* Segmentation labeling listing
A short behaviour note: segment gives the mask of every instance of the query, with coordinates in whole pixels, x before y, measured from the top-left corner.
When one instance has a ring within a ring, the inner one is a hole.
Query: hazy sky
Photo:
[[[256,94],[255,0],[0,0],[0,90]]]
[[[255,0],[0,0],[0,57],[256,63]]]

* Task requirements
Lay out every line of the listing above as a Markdown table with the columns Number and Record line, skipping any blank lines.

* Result for this task
| Number | Record line |
|---|---|
| 1 | A short behaviour note: segment gives the mask of every instance of the query, with coordinates in whole pixels, x before y, measured from the top-left corner. |
| 2 | When one instance has a ring within a ring, the inner one is a hole. |
| 3 | Query: hazy sky |
| 4 | Photo: |
| 5 | [[[256,94],[255,0],[0,0],[0,90]]] |
| 6 | [[[255,0],[0,0],[0,57],[256,63]]] |